**RECORDS FOR PROCESSING**

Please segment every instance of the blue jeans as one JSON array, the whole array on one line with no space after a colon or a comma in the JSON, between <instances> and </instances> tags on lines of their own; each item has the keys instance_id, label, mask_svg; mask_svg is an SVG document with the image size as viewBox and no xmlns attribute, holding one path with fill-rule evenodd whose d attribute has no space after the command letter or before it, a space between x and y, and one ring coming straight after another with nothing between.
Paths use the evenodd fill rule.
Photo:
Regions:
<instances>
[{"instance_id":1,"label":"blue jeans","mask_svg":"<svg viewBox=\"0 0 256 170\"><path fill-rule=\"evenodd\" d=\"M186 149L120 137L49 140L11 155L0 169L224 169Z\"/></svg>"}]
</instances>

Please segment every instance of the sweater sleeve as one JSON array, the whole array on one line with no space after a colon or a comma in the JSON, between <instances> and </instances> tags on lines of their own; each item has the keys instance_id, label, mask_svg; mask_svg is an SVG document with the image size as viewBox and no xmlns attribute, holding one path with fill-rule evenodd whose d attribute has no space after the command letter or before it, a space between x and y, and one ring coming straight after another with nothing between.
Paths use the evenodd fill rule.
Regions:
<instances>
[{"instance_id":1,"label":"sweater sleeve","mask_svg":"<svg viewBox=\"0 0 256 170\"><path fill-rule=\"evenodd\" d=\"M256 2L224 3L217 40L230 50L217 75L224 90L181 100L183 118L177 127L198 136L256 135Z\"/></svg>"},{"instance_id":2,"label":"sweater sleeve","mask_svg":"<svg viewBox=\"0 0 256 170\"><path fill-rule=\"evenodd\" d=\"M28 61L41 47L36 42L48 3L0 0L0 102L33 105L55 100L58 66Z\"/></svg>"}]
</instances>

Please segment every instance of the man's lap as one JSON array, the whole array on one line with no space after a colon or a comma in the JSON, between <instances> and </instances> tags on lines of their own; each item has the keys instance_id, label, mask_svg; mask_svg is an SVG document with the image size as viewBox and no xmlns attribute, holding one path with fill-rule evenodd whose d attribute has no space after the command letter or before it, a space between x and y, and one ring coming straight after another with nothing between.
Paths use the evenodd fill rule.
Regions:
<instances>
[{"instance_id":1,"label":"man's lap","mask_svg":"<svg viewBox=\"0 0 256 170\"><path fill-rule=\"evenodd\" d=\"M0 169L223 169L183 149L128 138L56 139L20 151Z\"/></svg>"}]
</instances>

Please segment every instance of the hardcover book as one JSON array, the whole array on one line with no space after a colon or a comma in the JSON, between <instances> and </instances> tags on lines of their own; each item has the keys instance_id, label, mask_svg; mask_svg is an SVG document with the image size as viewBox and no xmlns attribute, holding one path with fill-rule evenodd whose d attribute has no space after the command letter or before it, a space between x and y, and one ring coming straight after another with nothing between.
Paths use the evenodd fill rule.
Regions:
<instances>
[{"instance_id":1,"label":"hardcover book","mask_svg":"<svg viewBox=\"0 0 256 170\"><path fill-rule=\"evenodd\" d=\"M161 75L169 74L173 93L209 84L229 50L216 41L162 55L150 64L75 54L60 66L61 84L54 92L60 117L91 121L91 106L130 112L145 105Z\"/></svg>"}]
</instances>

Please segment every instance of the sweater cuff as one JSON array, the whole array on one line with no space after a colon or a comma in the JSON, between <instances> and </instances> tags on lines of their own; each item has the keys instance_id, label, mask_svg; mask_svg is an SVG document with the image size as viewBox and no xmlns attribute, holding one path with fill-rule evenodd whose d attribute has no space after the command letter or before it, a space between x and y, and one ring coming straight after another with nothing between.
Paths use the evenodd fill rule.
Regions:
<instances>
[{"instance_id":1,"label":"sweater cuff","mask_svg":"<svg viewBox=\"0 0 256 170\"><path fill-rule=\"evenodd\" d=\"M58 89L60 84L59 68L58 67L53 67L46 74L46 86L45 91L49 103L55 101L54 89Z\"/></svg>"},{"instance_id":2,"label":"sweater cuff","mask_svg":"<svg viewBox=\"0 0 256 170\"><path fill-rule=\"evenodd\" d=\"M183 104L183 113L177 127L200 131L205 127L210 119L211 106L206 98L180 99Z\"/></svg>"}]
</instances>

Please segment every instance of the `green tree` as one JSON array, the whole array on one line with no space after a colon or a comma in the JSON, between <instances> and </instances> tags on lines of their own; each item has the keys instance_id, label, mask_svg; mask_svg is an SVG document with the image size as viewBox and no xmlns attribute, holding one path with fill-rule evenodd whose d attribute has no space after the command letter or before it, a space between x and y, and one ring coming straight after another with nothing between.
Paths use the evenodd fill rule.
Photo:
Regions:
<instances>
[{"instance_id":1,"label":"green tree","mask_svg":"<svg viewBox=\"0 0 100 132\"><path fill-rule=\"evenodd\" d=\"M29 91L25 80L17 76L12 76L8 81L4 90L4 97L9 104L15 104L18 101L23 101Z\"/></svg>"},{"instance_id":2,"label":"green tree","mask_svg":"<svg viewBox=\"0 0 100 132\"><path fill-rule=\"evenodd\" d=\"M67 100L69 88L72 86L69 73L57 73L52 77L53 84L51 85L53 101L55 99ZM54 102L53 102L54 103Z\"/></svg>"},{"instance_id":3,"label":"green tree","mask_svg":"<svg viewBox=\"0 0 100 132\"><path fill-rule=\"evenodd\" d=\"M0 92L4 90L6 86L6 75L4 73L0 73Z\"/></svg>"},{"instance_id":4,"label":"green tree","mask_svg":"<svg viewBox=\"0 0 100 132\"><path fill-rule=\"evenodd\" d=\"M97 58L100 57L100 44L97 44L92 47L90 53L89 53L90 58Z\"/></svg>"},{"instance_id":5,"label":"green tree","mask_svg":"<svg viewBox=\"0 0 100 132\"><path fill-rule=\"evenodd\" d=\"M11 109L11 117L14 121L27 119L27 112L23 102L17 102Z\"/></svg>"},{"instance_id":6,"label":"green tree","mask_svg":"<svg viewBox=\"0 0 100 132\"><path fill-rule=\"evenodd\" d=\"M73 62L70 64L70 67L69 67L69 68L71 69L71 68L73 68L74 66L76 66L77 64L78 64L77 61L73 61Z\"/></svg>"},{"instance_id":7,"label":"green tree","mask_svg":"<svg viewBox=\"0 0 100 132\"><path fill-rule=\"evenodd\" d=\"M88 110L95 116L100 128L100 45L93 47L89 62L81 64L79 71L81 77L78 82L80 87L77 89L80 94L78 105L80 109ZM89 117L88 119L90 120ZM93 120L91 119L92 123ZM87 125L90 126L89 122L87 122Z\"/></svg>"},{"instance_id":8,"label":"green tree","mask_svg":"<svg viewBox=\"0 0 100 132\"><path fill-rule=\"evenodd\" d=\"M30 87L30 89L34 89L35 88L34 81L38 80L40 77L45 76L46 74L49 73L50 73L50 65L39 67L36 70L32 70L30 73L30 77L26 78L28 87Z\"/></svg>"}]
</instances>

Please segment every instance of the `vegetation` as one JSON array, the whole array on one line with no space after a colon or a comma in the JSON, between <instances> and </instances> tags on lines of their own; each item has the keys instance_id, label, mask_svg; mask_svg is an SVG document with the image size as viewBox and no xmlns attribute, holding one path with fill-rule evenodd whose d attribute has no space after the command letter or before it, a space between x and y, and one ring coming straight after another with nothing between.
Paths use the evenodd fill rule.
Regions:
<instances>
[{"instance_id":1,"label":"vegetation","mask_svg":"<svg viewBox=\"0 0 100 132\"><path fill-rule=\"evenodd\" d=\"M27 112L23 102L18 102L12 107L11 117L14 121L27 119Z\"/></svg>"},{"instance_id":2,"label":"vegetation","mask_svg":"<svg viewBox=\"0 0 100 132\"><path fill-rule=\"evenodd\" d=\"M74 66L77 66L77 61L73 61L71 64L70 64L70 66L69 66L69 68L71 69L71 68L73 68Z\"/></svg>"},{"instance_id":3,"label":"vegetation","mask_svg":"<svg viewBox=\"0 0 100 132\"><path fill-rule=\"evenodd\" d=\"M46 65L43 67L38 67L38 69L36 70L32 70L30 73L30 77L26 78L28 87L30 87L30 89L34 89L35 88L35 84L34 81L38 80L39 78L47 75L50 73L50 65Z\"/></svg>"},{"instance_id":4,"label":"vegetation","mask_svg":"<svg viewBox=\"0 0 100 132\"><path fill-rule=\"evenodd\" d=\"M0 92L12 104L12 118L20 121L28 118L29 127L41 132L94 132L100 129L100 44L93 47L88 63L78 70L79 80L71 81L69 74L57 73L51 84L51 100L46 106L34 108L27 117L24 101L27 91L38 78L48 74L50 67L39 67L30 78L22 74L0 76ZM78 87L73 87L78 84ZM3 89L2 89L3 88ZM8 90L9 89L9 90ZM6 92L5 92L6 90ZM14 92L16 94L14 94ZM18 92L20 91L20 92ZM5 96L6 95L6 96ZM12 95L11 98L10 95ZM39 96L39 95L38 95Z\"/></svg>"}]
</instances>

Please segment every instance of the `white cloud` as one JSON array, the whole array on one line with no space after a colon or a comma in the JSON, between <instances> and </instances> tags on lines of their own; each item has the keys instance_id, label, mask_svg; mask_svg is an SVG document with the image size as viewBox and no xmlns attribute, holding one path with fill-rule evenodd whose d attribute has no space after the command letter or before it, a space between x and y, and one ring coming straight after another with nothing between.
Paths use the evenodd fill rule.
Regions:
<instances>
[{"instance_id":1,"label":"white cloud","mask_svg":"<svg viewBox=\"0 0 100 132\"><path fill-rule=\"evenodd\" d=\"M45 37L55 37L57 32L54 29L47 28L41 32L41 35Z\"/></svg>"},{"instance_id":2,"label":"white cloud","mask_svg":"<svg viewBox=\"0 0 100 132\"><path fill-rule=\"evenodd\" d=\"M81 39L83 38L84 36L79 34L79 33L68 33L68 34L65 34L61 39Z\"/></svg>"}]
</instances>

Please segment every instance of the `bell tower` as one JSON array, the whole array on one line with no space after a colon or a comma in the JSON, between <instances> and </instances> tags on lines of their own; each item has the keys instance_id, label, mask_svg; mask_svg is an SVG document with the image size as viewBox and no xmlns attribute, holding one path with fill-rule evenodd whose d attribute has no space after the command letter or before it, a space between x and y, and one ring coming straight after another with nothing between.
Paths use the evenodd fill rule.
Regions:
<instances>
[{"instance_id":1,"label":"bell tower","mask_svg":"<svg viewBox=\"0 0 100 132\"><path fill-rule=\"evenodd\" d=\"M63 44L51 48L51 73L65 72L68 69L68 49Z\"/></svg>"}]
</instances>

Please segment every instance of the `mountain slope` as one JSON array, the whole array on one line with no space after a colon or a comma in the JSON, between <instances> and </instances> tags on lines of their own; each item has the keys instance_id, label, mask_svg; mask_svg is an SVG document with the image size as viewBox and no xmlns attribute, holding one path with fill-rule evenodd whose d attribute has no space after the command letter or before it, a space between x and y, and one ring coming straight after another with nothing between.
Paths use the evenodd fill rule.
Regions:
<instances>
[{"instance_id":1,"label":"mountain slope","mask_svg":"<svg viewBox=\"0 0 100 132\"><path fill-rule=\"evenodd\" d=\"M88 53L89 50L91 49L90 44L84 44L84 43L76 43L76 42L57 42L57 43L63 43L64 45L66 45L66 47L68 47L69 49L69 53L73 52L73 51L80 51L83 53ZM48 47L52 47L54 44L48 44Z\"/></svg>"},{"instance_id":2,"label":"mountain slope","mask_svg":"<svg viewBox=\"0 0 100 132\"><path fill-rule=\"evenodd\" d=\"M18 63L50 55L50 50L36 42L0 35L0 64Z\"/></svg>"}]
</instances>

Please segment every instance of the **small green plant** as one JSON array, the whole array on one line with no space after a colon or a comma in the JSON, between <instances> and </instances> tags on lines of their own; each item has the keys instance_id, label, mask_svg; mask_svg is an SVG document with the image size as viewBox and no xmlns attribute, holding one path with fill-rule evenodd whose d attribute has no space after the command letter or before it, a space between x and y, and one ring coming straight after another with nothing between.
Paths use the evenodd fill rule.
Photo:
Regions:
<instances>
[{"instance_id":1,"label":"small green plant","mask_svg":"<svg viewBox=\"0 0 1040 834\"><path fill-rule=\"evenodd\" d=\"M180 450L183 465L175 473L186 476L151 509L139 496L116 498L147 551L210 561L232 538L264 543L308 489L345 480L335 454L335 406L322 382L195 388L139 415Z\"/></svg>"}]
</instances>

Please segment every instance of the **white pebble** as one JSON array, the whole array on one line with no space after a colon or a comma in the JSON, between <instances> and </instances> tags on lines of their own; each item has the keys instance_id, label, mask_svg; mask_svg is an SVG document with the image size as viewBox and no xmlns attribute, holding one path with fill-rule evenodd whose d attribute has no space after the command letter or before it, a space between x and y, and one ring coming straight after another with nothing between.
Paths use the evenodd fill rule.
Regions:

**WHAT YOU SHOULD DO**
Reproduce, word for word, every line starting at the line that contains "Please segment every instance of the **white" and ending with the final line of the entries.

**EXERCISE ANSWER**
Please segment every instance of the **white pebble** as one JSON array, the whole array on one line with no space after a colon or a comma in the JSON, between <instances> and </instances> tags on lines of their own; each item has the keys instance_id, label, mask_svg; mask_svg is an SVG document with the image size as viewBox and no xmlns attribute, holding one path with fill-rule evenodd whose d attribute has no space after the command letter or before it, a space between x and y, and one ring coming straight after another with nothing between.
Paths use the evenodd fill rule.
Regions:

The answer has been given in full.